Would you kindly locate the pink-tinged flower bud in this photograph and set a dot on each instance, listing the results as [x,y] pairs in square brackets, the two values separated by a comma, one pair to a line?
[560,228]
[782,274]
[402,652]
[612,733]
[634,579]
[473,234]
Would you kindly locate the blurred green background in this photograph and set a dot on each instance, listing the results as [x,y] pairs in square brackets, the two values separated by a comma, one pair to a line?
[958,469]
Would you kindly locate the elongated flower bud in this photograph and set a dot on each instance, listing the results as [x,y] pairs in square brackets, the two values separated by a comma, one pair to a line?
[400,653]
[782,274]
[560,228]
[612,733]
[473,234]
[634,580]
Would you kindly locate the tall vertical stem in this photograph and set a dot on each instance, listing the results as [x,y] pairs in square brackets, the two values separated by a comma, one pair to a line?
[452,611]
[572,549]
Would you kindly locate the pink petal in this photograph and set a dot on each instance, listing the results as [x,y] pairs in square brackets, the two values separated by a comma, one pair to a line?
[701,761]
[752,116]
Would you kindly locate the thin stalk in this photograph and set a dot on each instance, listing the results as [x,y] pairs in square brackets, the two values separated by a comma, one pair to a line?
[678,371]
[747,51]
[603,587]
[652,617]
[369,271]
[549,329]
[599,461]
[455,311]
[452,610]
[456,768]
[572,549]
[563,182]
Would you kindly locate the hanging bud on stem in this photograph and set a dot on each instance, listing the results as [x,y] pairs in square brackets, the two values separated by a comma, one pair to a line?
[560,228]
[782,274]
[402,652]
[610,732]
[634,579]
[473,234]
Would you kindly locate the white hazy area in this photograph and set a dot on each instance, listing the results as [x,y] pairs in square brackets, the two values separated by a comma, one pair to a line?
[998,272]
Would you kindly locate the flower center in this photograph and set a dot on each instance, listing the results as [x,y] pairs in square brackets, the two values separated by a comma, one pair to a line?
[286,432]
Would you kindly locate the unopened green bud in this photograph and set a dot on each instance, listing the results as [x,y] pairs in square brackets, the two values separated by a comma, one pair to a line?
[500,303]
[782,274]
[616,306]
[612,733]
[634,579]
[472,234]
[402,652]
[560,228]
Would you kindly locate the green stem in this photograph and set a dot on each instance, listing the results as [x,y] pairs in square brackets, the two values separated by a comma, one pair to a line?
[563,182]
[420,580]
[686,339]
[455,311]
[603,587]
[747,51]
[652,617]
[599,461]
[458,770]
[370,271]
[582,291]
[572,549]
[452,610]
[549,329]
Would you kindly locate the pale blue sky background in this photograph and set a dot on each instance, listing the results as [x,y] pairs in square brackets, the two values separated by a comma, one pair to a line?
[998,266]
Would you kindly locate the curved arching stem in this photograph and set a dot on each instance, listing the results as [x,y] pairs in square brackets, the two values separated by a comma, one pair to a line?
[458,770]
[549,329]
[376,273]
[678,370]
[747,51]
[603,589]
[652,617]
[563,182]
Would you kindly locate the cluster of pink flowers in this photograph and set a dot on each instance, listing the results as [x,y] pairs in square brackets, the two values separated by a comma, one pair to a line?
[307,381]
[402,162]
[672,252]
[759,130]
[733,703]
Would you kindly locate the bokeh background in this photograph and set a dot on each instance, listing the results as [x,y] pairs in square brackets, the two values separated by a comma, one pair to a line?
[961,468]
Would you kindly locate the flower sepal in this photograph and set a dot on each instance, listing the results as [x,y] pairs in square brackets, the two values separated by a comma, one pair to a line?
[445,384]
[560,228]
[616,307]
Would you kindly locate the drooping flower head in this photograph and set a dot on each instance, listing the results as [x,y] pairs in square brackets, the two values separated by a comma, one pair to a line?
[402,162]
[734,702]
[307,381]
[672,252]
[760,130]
++++++++++++++++++++
## What is being asked
Your task is to repeat the data exactly; please include every line.

## Full response
Would you kindly locate the pink-tinged flower bud in this photograph and set a dot on each instance, listing the results as [x,y] pairs in square brackets, the two values separated by a comma, one pair to a line?
[560,228]
[782,274]
[402,652]
[612,733]
[634,579]
[473,234]
Would you kindly locate the blurred green background in this photograph and set a dot on each instance, listing the results as [x,y] pairs in square brackets, the two values separated by a comma, one pair to a line?
[958,469]
Would you kindly locate the elongated flower bud in this photograph and set a dot on each instance, listing the results as [x,y] pairs in square brackets, the two values separated by a comma, one pair to a line?
[400,653]
[782,274]
[560,228]
[612,733]
[473,234]
[634,580]
Would you kindly locate the tall vertical stem in this photograph and set a dot on each instance, listing the results as [x,y] pairs in square brackets, the two values separated by a comma, one pair to a line?
[452,611]
[572,549]
Would you kindly locate the pink petal in this photograph and set a dot on each instance, listing the results as [x,y] pairs in square brackets, the two values separated by a comma, one pair to a line?
[701,761]
[752,116]
Would you kindly locate the thin stalk in this photograph and set a dot on each instance, listing the results as [x,y] pairs in square brackets, the two values separated by a comma, one pair to a line?
[678,371]
[747,51]
[603,587]
[652,617]
[369,271]
[549,329]
[599,461]
[455,311]
[452,610]
[456,768]
[572,549]
[563,182]
Would you kindly locate the hanging bud on stem in this photograph and set a dot on each instance, listing the results as [x,y] pairs in square brackets, the two values separated by a comma, one pair to a line?
[560,228]
[782,274]
[402,652]
[610,732]
[634,579]
[473,234]
Would you kindly locate the white hazy area in this photograph and set a dot on each instance, listing the results as [x,y] pairs in square brackets, the two values separated by a comma, one pair to a line?
[998,272]
Would you kindly locate the flower center in this photograph and set a dot on each instance, listing the results as [x,y] pairs in square brackets, the two values separated by a comma, one pair to a line?
[286,432]
Would you kindly locate the unopened green bud in this photograph and set a dot on each instance, listing the results as [x,y] pairs in square brackets, the two values separated by a comma, one pair to a line?
[500,303]
[782,274]
[616,306]
[612,733]
[634,579]
[472,234]
[402,652]
[560,228]
Would you kindly locate the green stem in this photograph and set a dot on each instance, listing the results as [x,y] pairs in square brackets, the two values separated by a comma, one pair to a line?
[563,182]
[420,580]
[686,339]
[455,311]
[603,587]
[747,51]
[652,617]
[599,461]
[458,770]
[370,271]
[582,291]
[572,549]
[452,610]
[549,329]
Would you kindly locate the pale blue sky background in this photograph and set a dot on each instance, listing the results as [x,y] pairs in square brackets, the two values separated by a comma, one pair to a line?
[998,266]
Would you kindly locate the curved arching stem in this photograph and set a dot on each instance, listing the results as [x,y] pairs in square brackets, the two values separated by a comma, one pair to a line?
[458,770]
[549,329]
[376,273]
[678,370]
[747,51]
[603,589]
[652,617]
[563,182]
Would you kindly locate the cluster of pink flowers in this photograph and set a dot on each instance, listing the results as [x,y] pairs in square brackets, the two values separated by a comma, one pair to a line?
[307,381]
[402,162]
[672,252]
[759,130]
[733,703]
Would you kindly locate the bokeh background in this photograph and set a dot on each instance, listing the results as [x,y] pairs in square brackets, the two values separated by a comma, one pair to a line?
[961,468]
Would you kindly locate the flower sepal in this photograph and set a dot on each instance, listing the results as [x,y] pairs in square brackets, the two values separated by a comma, one pair to a line?
[445,384]
[560,228]
[616,307]
Would you kindly locate the drooping flower head in this photograph and set a dot on each instance, listing the results as [x,y] pairs in square brackets, the two values separated by a comma, one pair to a line?
[402,162]
[734,702]
[307,381]
[672,252]
[760,130]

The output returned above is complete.